Your goal: In the records below, take everything from the line containing "point: dog's head" down to the end of the records, and write those lines out again with "harness" switched to "collar" and nothing else changed.

Given records:
────────────────────

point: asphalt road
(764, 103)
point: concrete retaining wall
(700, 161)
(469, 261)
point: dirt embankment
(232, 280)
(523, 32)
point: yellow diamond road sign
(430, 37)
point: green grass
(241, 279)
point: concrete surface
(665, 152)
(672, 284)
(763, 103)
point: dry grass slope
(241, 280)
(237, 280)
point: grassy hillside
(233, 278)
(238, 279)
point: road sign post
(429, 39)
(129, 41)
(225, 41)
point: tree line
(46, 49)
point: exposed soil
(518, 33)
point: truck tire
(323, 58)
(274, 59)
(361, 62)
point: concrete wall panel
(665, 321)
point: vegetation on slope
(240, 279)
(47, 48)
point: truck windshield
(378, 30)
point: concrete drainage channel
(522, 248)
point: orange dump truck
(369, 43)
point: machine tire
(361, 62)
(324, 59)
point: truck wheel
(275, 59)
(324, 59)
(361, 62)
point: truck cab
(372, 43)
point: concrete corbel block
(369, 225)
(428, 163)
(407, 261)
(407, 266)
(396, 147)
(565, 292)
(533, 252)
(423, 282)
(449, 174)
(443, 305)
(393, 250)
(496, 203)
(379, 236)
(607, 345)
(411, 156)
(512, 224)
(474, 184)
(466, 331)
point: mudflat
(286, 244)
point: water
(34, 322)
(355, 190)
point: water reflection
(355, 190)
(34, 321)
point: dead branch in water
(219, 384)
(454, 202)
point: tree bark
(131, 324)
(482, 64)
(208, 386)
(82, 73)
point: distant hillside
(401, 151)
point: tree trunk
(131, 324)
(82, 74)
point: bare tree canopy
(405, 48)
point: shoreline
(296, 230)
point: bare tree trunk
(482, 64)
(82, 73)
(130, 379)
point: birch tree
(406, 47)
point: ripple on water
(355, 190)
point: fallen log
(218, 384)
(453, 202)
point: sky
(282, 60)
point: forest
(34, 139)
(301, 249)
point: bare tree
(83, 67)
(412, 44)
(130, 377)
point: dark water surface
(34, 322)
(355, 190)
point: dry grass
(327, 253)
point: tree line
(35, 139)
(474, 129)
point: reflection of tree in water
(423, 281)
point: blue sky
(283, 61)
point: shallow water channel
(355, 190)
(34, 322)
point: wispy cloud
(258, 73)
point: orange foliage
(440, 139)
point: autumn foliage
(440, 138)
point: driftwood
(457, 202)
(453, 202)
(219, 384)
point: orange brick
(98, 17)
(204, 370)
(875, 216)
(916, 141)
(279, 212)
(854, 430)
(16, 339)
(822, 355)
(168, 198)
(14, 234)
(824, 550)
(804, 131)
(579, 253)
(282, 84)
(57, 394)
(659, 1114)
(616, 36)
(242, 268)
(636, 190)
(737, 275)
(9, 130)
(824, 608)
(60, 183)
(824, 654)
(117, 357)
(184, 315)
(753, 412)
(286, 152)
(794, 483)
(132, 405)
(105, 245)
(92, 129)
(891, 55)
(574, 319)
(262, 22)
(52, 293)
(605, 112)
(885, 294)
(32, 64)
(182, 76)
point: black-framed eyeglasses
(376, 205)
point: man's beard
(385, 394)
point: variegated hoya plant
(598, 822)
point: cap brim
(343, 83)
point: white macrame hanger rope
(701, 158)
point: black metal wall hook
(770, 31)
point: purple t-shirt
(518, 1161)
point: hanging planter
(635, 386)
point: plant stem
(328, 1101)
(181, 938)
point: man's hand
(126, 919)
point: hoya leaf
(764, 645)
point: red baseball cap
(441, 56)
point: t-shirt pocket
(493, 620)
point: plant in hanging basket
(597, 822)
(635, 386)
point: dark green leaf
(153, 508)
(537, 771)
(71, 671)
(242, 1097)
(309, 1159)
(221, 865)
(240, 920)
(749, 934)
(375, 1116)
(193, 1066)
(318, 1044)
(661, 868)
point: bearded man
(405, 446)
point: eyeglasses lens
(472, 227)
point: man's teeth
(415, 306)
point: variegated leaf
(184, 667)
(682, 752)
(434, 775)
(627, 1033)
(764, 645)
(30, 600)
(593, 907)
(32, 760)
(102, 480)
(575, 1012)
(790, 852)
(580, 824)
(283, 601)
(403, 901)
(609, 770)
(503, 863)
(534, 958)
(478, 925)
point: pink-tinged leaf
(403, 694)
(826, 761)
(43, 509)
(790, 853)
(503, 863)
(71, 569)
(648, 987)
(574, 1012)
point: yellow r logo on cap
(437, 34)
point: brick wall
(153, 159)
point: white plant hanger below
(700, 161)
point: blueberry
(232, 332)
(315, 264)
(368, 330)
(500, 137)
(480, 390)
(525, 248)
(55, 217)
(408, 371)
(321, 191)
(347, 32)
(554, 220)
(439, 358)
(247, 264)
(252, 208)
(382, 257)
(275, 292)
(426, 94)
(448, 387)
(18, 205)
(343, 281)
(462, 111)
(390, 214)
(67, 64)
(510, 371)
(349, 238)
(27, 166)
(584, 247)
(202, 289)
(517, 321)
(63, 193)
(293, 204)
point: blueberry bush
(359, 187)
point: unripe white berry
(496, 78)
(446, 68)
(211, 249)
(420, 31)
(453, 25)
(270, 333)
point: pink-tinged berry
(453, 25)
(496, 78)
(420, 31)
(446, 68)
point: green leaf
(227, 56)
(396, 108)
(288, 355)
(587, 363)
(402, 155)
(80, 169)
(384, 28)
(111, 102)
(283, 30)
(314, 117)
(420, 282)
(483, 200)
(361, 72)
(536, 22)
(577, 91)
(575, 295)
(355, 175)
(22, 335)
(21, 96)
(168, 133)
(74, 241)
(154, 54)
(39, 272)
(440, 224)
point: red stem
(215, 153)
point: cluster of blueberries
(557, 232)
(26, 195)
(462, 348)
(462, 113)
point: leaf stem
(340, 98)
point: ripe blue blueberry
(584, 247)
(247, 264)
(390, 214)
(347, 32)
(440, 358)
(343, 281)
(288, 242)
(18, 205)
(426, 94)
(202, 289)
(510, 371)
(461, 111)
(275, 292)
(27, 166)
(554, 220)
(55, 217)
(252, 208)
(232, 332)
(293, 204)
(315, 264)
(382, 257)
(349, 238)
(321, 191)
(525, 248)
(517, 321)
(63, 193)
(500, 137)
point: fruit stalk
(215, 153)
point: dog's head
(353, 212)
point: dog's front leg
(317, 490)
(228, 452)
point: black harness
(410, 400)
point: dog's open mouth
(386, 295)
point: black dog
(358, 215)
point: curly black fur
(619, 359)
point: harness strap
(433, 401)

────────────────────

Output:
point: dog's head
(353, 212)
point: dog's front leg
(317, 490)
(228, 452)
point: black collar
(410, 400)
point: dog's open mouth
(386, 295)
point: black dog
(358, 215)
point: curly black fur
(619, 359)
point: collar strap
(433, 401)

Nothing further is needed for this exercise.